++++ Stored rows ++++
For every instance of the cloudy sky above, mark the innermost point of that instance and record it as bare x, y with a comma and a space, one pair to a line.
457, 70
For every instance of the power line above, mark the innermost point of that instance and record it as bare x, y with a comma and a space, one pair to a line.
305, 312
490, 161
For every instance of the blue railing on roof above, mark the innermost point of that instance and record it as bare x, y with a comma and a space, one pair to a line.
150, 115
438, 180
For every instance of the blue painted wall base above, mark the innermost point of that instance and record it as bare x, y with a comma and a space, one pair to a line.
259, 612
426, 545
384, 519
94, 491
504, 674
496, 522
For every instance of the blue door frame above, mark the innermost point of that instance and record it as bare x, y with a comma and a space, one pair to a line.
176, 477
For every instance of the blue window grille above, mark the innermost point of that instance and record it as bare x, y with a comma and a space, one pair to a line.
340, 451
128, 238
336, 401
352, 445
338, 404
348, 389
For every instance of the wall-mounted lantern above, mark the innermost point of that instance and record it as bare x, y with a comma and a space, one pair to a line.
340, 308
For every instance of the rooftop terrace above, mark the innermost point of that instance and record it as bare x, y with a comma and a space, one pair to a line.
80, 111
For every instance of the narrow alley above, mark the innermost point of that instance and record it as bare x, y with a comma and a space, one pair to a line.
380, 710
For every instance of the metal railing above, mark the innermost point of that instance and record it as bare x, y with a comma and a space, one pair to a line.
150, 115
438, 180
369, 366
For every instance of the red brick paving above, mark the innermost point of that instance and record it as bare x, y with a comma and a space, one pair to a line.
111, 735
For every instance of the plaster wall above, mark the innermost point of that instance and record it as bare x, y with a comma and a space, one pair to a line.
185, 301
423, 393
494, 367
++++
Problem requirements | Repeat the records exactly, from the line that contains "For every instance of the plaster" through the end of the records, including both ends.

Task output |
For every instance of the plaster wall above, mark the innermost point of that instance and record it as bare x, y with a comma and a space, one pair to a line.
185, 301
423, 393
494, 367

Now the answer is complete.